3. Evidence from the age dating and the obduction.
It is clear from the age determinations carried out on the ophiolite that it is of Ordovician age and was generated and abducted within the Arenig epoch. It was therefore not old crust at the time of obduction but young. Young crust tends to be thin and hotter than old, yet the metamorphic rocks at the sole of the ophiolite are required to have been buried by at least 30 km of rock (see Excursion 26). If the ophiolite were to be an arc-marginal basin assemblage which has collided with a subduction zone, then the thickness of the crust, its age and the age of obduction can easily be accounted for as shown in (Figure 26.3).
Ophiolites with similar characteristics and roughly similar age to the Ballantrae Complex have been found in Newfoundland and SW along the Appalachians (Dunning and Krogh 1985). Ophiolites of this age have also been found in Scandinavia, and their widespread occurrence at this time suggests a long destructive margin to the northern continent of Laurentia (see Introduction). In most of these instances a marginal basin origin has been proposed for the ophiolites, and we may therefore infer that the oceanic crust being consumed at that time was quite old.

Records provided:
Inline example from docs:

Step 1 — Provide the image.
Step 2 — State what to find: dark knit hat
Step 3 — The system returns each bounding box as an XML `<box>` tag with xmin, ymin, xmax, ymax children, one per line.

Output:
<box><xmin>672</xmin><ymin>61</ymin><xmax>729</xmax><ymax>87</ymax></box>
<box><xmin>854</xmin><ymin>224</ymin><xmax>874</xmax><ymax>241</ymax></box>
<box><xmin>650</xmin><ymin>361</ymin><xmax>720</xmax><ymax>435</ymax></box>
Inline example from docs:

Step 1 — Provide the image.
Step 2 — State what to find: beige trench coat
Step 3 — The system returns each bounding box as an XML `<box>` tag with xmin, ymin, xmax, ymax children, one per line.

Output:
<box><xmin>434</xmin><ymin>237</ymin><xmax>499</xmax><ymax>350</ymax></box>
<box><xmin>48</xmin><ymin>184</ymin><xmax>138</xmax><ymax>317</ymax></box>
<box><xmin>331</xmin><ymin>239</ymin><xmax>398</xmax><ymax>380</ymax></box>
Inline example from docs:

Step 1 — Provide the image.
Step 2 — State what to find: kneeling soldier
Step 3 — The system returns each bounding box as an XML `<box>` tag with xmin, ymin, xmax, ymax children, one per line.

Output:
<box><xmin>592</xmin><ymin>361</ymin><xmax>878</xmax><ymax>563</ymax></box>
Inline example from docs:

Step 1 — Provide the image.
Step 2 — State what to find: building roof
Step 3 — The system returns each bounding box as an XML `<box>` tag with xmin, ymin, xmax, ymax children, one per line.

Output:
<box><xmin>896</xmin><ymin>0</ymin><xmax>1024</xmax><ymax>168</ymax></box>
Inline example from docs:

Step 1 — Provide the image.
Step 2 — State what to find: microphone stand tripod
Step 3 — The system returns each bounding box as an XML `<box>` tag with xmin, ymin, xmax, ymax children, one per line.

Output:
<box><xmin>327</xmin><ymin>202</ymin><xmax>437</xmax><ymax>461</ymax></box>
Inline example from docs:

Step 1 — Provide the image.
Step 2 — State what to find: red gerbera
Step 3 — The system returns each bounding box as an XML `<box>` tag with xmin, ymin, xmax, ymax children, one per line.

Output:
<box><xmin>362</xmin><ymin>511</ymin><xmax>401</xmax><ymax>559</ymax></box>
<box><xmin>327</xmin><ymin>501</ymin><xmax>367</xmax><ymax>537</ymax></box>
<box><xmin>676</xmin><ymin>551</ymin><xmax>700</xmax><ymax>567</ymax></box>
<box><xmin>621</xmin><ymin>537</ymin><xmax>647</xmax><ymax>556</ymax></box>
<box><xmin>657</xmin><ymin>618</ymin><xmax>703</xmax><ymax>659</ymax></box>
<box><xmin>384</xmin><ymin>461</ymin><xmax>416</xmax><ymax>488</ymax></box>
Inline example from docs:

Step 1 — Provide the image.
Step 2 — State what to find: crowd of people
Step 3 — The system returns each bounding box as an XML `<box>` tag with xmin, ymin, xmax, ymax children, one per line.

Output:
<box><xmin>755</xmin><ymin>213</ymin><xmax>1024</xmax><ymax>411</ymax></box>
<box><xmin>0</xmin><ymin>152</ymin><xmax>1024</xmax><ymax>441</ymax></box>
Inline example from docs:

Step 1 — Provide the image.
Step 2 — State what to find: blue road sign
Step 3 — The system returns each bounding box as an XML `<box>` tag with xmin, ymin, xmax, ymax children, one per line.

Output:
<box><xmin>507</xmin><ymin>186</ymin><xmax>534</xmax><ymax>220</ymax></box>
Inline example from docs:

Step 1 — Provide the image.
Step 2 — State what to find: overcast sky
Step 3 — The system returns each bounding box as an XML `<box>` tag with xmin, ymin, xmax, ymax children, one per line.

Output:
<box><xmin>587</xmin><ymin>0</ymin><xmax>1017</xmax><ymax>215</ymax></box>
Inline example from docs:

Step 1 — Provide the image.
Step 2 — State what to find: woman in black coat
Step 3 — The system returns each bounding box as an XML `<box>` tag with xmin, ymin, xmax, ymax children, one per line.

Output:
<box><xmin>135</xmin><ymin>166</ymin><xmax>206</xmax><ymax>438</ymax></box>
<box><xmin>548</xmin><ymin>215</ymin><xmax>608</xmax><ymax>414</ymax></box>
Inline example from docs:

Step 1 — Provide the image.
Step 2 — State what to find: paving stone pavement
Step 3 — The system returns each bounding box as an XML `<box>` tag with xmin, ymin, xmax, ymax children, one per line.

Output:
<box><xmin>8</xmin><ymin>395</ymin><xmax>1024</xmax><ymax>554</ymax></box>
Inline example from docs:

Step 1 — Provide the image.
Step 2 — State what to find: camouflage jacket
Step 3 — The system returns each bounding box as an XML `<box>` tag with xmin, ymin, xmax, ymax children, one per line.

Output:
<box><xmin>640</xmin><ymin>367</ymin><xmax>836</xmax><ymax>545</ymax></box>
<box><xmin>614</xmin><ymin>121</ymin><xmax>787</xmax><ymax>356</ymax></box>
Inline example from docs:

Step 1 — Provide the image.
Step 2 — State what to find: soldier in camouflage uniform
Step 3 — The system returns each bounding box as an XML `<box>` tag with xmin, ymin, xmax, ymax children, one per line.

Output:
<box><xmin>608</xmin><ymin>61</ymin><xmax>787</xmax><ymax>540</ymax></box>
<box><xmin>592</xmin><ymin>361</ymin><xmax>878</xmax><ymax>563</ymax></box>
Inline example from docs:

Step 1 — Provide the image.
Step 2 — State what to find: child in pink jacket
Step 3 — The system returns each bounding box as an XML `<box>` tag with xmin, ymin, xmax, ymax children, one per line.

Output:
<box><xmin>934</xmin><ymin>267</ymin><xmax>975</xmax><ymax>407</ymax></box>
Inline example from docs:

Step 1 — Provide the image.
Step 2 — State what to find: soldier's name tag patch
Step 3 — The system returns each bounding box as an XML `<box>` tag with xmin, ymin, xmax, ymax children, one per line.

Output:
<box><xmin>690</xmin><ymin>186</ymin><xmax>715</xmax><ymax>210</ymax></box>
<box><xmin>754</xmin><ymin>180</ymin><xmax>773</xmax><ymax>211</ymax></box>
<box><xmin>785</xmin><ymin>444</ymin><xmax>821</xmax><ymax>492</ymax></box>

Task statement: According to the ophiolite text, within which epoch was the ophiolite generated and abducted?

Solved exercise: The Arenig epoch.